Da importância da alienação

– Deus do céu, como Eça é chato! Que aluno hoje em dia consegue ler A ilustre casa de Ramires sem bocejar um sem número de vezes? E A cidade e as serras, então? Eita historinha manjada… a oposição binária entre viver no campo ou na metrópole cheira a maniqueísmo. Ou ainda aqueles romances pouco convincentes que o Machado fez muito bem em recusar…

– Ei, “pera-lá”! Uma coisa de cada vez. Acho que essas três críticas possuem naturezas diferentes. Vamos analisá-las uma a uma.

– Para mim, todas levam a um mesmo ponto:  é preciso fazer os alunos lerem algo próximo da realidade deles e não essas coisas datadas, envelhecidas e desimportantes.

– Calma, calma. Não é enumerando adjetivações que se expressa uma ideia.

– Novamente você com esse puritanismo apolíneo. Injete um pouco de Dionísio nas veias.

– ‘Tá, daqui a pouco você continua com esses seus aforismos. Deixe-me, primeiramente, entender a questão. Você disse que o Machado recusou os romances do Eça, certo?

– Sim, ele achava a questão central d’O primo Basílio pouco convincente, tudo se resumia a um mero encaixe de acasos. Se a empregada gananciosa e invejosa não tivesse encontrado as cartas, não haveria história.

– Acho que esse resumo não toca na essência da crítica.

– Mas o Machado fez referência a esse episódio chamando-o de “defeito capital”, assim Ipsis litteris, sem tirar nem pôr.

– Sim, mas esse episódio é consequência da falta de personalidade da Luiza, eis o ponto.

– Não sei se o Machado foi tão claro em expor essa tese.

– Talvez por isso mesmo ele tenha voltado ao assunto duas semanas depois. Em todo caso, o que sabemos é que Machado estava bastante preocupado com a consciência das personagens. Talvez, mais importante do que as ações em si sejam o que as motivou. Atentemo-nos à causa, e não apenas aos efeitos.

[Entradas de dados extraídos]

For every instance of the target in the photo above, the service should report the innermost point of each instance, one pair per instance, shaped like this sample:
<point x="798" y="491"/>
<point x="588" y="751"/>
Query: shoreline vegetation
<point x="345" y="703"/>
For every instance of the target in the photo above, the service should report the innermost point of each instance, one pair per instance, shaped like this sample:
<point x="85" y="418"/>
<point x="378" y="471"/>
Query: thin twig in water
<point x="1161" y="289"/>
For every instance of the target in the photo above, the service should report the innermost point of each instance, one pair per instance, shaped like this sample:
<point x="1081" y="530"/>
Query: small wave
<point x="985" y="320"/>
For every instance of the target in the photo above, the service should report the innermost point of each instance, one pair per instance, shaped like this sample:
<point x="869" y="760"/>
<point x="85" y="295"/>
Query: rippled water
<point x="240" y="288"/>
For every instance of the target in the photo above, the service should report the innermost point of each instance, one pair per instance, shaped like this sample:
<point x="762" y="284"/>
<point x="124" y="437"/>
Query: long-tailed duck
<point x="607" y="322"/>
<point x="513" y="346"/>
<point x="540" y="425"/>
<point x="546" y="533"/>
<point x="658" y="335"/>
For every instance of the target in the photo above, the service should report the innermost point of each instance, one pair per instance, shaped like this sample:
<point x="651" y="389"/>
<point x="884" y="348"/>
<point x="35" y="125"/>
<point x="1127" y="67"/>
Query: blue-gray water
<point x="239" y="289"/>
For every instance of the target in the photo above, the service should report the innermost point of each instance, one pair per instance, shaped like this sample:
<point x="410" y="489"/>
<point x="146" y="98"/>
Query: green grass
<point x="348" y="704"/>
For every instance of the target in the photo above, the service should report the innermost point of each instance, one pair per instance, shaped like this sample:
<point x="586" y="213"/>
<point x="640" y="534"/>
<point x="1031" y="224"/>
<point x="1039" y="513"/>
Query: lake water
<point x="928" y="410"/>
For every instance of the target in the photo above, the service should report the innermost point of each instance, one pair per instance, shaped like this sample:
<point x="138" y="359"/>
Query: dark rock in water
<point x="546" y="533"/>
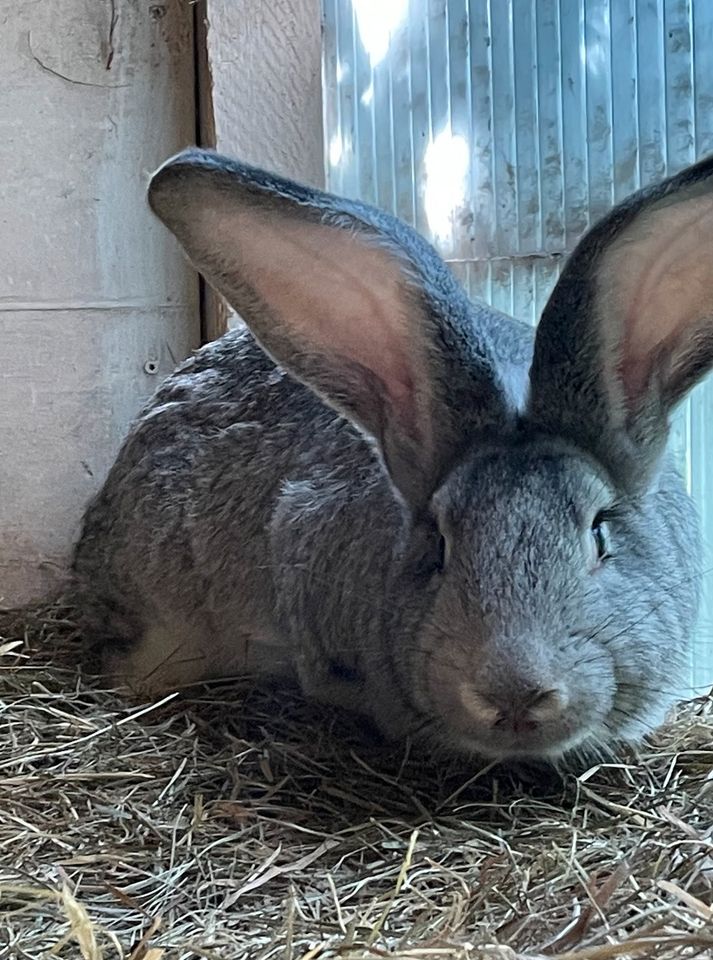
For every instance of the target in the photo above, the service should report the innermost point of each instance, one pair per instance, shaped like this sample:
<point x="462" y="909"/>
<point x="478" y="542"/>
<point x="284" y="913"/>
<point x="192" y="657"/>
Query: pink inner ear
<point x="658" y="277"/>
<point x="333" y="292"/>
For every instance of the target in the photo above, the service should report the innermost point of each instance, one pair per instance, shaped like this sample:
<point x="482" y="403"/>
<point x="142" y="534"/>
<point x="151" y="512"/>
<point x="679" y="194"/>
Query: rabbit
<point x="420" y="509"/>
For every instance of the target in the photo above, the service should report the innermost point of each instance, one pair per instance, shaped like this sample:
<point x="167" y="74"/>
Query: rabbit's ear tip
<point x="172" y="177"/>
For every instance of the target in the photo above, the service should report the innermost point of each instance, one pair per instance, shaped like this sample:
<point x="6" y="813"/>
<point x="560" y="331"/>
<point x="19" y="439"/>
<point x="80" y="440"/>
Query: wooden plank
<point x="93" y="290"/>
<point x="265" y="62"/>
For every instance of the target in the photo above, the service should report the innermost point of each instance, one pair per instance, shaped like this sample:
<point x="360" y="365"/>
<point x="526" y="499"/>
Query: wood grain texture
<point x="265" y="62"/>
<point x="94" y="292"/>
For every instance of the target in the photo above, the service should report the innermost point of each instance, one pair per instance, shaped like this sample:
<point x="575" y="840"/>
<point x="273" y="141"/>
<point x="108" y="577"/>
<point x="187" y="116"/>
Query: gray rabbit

__EXERCÍCIOS PROPOSTOS__.
a) Traduza para o inglês esta frase do diálogo sobre Eça e Machado: "Acho que esse resumo não toca na essência da crítica".
b) Diga quantas linhas contêm a palavra "water". Responda somente com o número.
O trecho e as linhas vêm de fontes distintas.

__RESOLUÇÃO DOS EXERCÍCIOS__.
a) I think this summary doesn't get at the heart of the criticism.

b) 5